What the task requires -
Your task is to output all the records below, word for word.

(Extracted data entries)
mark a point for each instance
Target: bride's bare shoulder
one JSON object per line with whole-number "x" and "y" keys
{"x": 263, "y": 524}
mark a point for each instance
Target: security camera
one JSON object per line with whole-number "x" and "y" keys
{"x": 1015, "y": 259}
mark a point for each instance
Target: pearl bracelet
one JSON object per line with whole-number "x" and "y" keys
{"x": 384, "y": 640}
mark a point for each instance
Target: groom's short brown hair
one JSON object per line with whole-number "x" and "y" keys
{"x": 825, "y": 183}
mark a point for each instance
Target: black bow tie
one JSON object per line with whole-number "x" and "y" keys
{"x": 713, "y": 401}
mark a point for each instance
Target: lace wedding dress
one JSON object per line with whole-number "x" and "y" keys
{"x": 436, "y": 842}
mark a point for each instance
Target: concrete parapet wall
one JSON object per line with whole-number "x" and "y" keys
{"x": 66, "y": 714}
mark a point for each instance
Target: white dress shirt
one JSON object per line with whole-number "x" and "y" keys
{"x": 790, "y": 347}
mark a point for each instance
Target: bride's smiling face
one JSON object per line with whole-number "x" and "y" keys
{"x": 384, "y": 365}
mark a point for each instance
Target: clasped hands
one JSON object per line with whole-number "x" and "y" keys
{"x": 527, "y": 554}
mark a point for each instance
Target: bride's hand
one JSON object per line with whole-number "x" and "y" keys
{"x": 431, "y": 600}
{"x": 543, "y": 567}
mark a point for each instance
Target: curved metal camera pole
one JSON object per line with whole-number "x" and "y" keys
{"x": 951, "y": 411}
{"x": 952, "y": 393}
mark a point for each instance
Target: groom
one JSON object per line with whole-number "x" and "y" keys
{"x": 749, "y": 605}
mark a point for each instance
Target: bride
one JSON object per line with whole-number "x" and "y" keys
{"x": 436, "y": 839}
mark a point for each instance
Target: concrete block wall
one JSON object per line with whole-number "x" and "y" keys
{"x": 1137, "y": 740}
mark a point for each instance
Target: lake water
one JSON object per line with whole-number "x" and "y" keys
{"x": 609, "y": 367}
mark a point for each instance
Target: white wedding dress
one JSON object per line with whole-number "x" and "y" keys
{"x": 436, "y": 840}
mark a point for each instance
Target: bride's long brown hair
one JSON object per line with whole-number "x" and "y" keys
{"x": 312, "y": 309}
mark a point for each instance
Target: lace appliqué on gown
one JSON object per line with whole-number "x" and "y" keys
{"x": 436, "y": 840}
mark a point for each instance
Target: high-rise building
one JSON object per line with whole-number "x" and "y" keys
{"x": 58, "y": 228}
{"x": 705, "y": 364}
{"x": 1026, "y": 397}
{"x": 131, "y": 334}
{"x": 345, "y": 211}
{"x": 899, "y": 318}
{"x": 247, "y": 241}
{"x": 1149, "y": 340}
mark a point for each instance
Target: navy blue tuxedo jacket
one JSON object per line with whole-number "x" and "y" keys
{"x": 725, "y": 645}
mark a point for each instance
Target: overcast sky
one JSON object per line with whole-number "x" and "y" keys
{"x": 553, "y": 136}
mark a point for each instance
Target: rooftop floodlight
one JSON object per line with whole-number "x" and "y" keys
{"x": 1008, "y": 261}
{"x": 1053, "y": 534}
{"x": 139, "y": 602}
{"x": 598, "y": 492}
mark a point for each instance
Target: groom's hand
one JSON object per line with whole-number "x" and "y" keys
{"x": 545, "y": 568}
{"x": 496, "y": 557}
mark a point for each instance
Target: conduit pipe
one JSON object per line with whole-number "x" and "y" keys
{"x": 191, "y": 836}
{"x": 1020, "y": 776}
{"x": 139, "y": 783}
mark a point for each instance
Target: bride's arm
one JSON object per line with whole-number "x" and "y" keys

Solution to the problem -
mark a point for each instance
Target: bride's bare shoulder
one JSON object per line with whole-number "x" and "y" keys
{"x": 263, "y": 524}
mark a point for each instance
Target: security camera
one JSON object per line with whole-number "x" and "y" keys
{"x": 1015, "y": 259}
mark a point for each instance
Target: pearl bracelet
one JSON object per line with whole-number "x" and "y" keys
{"x": 384, "y": 640}
mark a point for each instance
Target: groom's short brown hair
one JSON object per line with whole-number "x" and "y" keys
{"x": 825, "y": 183}
mark a point for each instance
Target: black bow tie
one JSON object per line with whole-number "x" and "y" keys
{"x": 713, "y": 401}
mark a point for each instance
Target: lace wedding dress
one JSON object per line with whole-number "x" and "y" keys
{"x": 436, "y": 842}
mark a point for each instance
Target: concrete parapet wall
one JSON object per line with whole-number "x" and "y" keys
{"x": 66, "y": 714}
mark a point for each instance
Target: white dress shirt
one JSON object per line with whole-number "x" and "y" keys
{"x": 790, "y": 347}
mark a point for each instance
Target: bride's smiling face
one JSON object per line with whole-number "x" and "y" keys
{"x": 384, "y": 365}
mark a point for each instance
Target: clasped hands
one JSON object per line with whole-number "x" and "y" keys
{"x": 527, "y": 554}
mark a point for each instance
Target: bride's hand
one JSON object per line with whole-number "x" and "y" keys
{"x": 431, "y": 600}
{"x": 543, "y": 567}
mark a point for each instance
Target: curved metal camera pole
one JSON object per line with whole-number "x" and "y" keys
{"x": 951, "y": 411}
{"x": 952, "y": 393}
mark a point for each instance
Target: groom
one JSON object per line with whole-number "x" and "y" keys
{"x": 749, "y": 605}
mark a point for each instance
Target: bride
one JSON object per line with whole-number "x" and "y" keys
{"x": 436, "y": 839}
mark a point for each instance
Target: concrete block wall
one JSON object per line with whole-number "x" and "y" keys
{"x": 1137, "y": 740}
mark a point for each instance
Target: lake water
one JSON object per line with whole-number "x" and "y" keys
{"x": 609, "y": 367}
mark a point for each instance
Target: white wedding dress
one JSON object per line with whole-number "x" and "y" keys
{"x": 436, "y": 840}
mark a point for each instance
Target: bride's long brown hair
one JSON object per line with whole-number "x" and "y" keys
{"x": 312, "y": 309}
mark a point for each instance
Target: lace appliqué on gown
one JSON object per line with whole-number "x" and "y" keys
{"x": 436, "y": 840}
mark a point for each instance
Target: high-rise building
one JSON object per line with whole-number "x" and "y" keys
{"x": 58, "y": 228}
{"x": 705, "y": 364}
{"x": 1026, "y": 397}
{"x": 131, "y": 334}
{"x": 345, "y": 211}
{"x": 899, "y": 318}
{"x": 247, "y": 241}
{"x": 1149, "y": 340}
mark a point for each instance
Target: navy blue tuxedo jacket
one JSON object per line with whole-number "x" and "y" keys
{"x": 725, "y": 645}
mark a point for each instance
Target: overcast sky
one JSON object per line with whole-number "x" and "y" keys
{"x": 553, "y": 136}
mark a point for each instance
Target: rooftop floodlight
one JSON object per line with whole-number "x" and "y" keys
{"x": 1008, "y": 261}
{"x": 1053, "y": 534}
{"x": 139, "y": 602}
{"x": 598, "y": 492}
mark a point for each instance
Target: groom's hand
one JSON object per line with whole-number "x" and "y" keys
{"x": 545, "y": 568}
{"x": 496, "y": 557}
mark a point for each instance
Target: conduit pipe
one JSON object per line with whole-number "x" and "y" keys
{"x": 191, "y": 836}
{"x": 1020, "y": 776}
{"x": 139, "y": 783}
mark a point for each instance
Target: bride's arm
one JSON object per line with whole-number "x" and "y" keys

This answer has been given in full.